Бафомет - [80]
И, как всегда, смех — сила, своими раскатами взрывающая любую систему, любую целостность, — у Клоссовского не проясняем: не только не эксплицируем, но даже с трудом локализуем, сплошь и рядом предельно субъективен — пародирует ли кружение муравьеда вокруг распятия идею вечного возвращения? Не пародийны ли по отношению друг к другу дыхания (souffles) из «Бафомета» и название романа «Суфлер»? Уж не кроется ли какая-то особо изощренная ирония за очевидной опиской (или опечаткой): «Нестор, отец Ахиллеса»? Не пародирует ли мир «Бафомета», мир исторгнутых из своих тел душ, наш, современный мир отторгнутых от душ тел? И, наконец, не рождается ли смех из самой серьезности? не демоническое ли это, к примеру, изобретение, присущее симулякрам и их дискурсивным отражениям, стереотипам, каковые выступают в качестве неявной пародии на ссужающих им свою жизнь доноров — как богов, так и демонов?
Сад, опять Сад (1970 г.)

ИМЕЮЩИЕСЯ ДАННЫЕ:
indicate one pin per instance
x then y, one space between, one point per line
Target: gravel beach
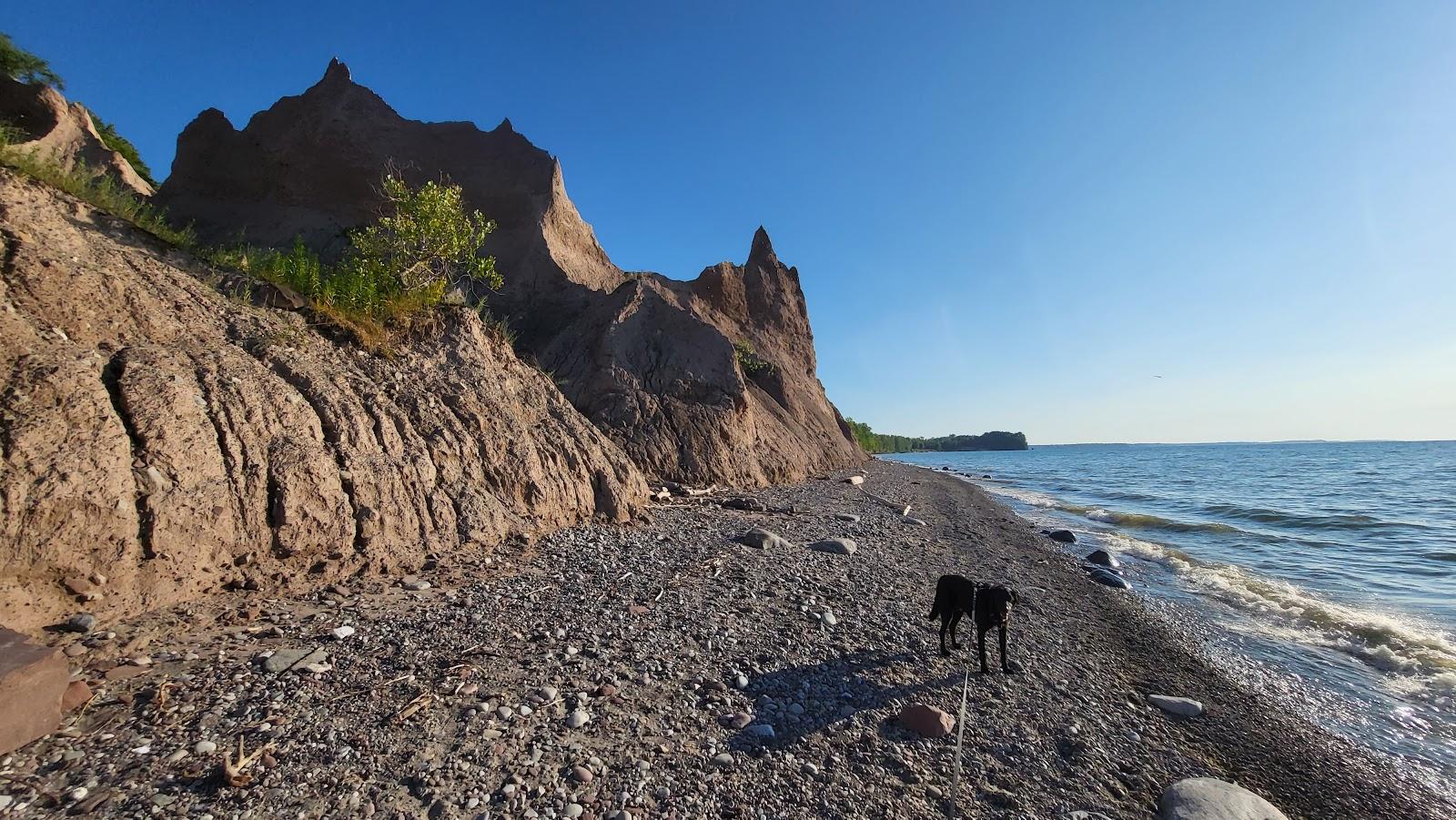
667 670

ЗАДАНИЕ:
Как перевести на английский предложение «Не пародирует ли мир «Бафомета», мир исторгнутых из своих тел душ, наш, современный мир отторгнутых от душ тел?» из текста о «Бафомете»?

РЕЗУЛЬТАТ:
Does not the world of "Baphomet," a world of souls cast out of their bodies, parody our own modern world of bodies torn away from their souls?